Work to complete => Return exactly, and only, the lines from the line containing "Two rules. Place a point on every instance of the outdoor" through the final line of the records below, both included.
━━━━━━
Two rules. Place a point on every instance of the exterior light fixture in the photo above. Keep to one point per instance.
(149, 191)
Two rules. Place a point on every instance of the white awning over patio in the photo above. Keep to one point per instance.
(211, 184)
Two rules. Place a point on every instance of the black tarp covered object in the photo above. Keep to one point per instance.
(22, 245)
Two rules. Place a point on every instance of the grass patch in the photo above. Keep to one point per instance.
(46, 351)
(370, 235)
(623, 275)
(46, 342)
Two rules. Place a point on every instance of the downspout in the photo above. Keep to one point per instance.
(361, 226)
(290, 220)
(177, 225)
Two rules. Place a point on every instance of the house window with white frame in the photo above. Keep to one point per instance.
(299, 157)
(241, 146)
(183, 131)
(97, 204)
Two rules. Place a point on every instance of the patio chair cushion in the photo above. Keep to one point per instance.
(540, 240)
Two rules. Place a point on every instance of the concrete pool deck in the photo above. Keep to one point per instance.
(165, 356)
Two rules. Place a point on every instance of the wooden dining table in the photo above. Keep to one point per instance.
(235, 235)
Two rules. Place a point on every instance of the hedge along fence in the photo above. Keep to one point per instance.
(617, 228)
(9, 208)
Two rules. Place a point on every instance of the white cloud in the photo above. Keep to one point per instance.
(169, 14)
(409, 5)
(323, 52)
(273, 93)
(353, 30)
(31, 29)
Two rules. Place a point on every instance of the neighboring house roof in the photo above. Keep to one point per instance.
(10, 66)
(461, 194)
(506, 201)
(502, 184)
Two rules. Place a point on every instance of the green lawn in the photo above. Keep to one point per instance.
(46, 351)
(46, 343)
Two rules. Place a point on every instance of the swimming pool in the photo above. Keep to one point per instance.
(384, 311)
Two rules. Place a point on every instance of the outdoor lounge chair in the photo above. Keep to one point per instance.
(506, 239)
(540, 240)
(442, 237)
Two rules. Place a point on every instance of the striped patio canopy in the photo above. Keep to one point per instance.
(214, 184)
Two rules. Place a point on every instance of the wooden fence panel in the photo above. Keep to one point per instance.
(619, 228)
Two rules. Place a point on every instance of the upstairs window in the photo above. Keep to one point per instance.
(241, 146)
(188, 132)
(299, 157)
━━━━━━
Response box =>
Two rules. Place a point on every instance of the outdoor lounge chair in the photo above. Keep to one point per instance.
(506, 239)
(540, 240)
(442, 237)
Two rules. Place a point on every instance of the striped patio canopy in the photo above. Keep to one point per instance.
(214, 184)
Two rules. Place a point on every instance of the wooden fence panel in the photo above. Keep to one point per instance.
(619, 228)
Two rules. Place a point on every instance of the upstairs window in the photo above. Keep to one point per instance.
(241, 146)
(188, 132)
(299, 157)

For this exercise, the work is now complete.